PROBLEM TO WORK ON:
Please return only the lines from the one holding "# test: pointer returns one pin per instance of the plaid" through the one holding "# test: pointer returns one pin per instance of the metal", exactly as they appear in the records below, both ends included.

ENTRIES PROVIDED:
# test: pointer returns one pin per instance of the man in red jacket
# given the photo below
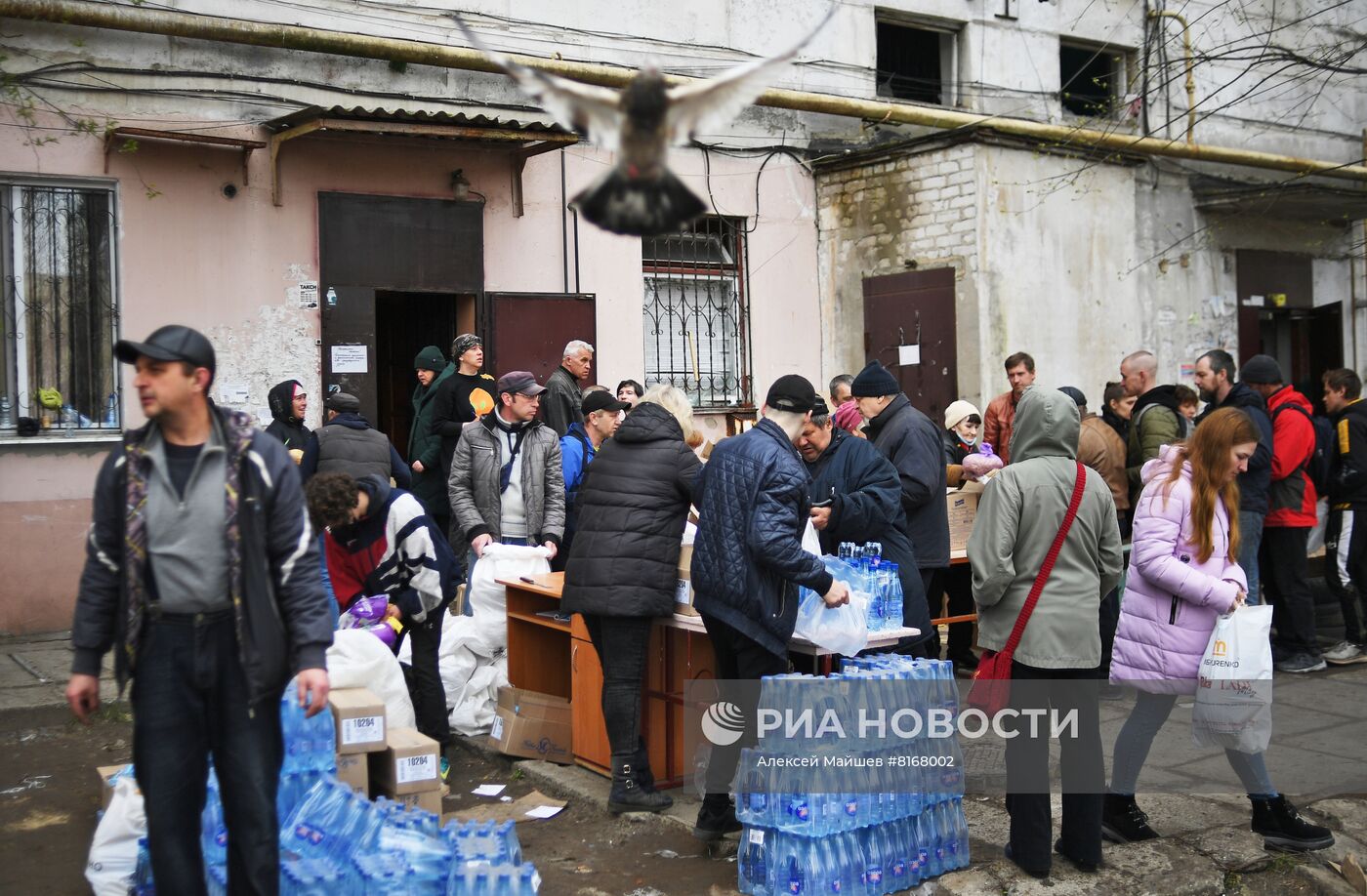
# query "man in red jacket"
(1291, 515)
...
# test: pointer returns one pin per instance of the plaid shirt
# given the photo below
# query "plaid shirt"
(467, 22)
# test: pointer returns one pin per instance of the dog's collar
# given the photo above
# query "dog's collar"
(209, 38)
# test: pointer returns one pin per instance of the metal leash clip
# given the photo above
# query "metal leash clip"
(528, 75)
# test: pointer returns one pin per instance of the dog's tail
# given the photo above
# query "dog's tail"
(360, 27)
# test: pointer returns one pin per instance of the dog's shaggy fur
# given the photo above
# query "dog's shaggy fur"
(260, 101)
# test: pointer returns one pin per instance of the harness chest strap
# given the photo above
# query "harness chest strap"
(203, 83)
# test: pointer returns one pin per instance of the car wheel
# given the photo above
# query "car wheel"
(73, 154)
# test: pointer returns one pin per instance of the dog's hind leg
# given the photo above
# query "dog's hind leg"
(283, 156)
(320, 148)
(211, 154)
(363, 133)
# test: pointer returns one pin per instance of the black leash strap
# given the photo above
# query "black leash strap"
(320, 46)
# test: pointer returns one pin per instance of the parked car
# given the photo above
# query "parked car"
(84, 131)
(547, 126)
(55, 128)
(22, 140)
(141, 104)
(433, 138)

ANSWER TO THE EXERCISE:
# test: pointer returns one pin per instance of the plaid shirt
# given the photo below
# query "plaid shirt"
(467, 22)
# test: pointer returns one pin per instance of the dog's collar
# given the photo above
# query "dog's collar"
(209, 38)
# test: pointer returns one pin per instance of the metal leash clip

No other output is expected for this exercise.